- Problem statement -
Count how many lines in the items below contain the word "window", and give only that number.

- Entries shown -
──────────

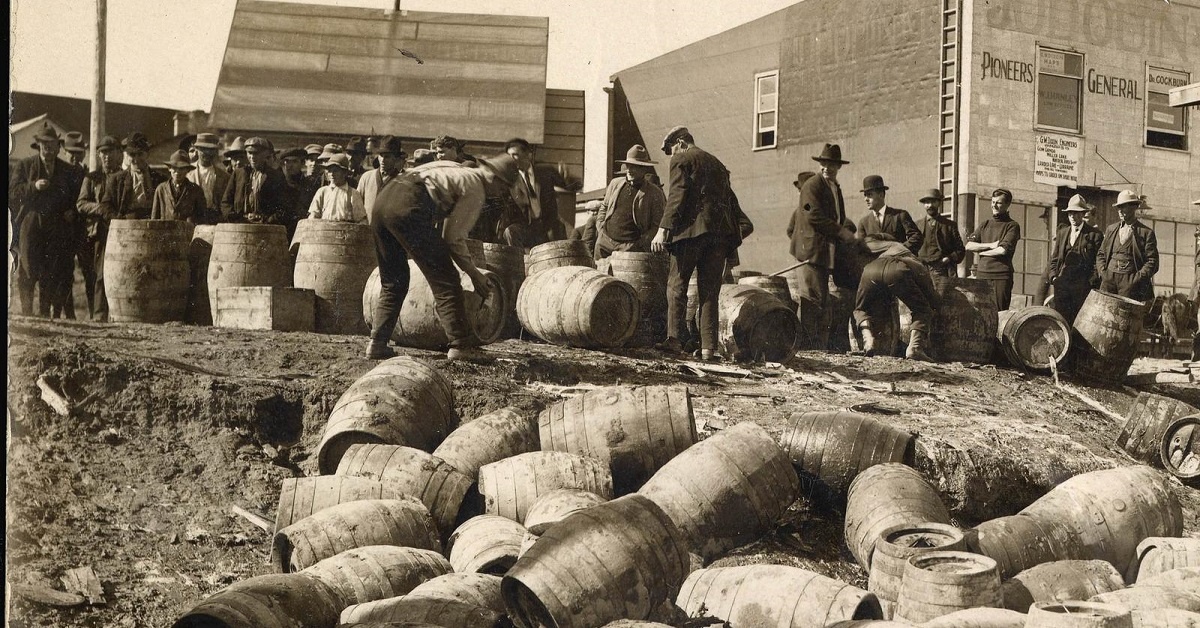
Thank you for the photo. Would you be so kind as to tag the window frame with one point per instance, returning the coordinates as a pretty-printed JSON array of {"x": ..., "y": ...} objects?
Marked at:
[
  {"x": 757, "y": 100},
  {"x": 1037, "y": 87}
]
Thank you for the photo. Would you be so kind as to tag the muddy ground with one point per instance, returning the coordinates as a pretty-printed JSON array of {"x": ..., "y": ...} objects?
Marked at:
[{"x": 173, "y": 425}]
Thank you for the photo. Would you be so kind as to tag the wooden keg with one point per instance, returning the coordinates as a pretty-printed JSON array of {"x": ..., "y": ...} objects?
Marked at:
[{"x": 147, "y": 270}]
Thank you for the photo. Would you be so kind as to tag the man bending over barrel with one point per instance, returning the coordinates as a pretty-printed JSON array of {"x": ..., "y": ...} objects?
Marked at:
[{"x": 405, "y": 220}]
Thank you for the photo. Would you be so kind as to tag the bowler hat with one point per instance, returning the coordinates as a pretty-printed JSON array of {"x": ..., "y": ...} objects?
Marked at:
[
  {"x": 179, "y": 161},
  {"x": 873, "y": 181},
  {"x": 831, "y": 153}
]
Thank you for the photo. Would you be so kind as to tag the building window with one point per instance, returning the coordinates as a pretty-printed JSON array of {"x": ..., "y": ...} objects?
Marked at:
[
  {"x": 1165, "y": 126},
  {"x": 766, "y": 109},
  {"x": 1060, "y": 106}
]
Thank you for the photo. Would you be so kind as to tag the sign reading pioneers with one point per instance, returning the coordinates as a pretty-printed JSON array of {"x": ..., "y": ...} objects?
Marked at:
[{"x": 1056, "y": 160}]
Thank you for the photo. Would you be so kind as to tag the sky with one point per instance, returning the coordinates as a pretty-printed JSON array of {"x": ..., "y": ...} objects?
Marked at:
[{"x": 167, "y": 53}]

──────────

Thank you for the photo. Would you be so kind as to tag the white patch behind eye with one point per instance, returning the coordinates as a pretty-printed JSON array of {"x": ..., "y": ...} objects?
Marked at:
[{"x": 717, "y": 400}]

──────────

- Solution -
2